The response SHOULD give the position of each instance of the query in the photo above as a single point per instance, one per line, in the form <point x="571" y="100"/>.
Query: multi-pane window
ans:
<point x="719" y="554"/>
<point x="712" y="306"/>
# # #
What you give back should be the full listing, copied exactly.

▶ **Result for this task**:
The response SHOULD give the position of each instance of the query in the photo above as a single point per instance, one per line, in the form <point x="571" y="100"/>.
Query: multi-pane window
ans:
<point x="719" y="554"/>
<point x="712" y="306"/>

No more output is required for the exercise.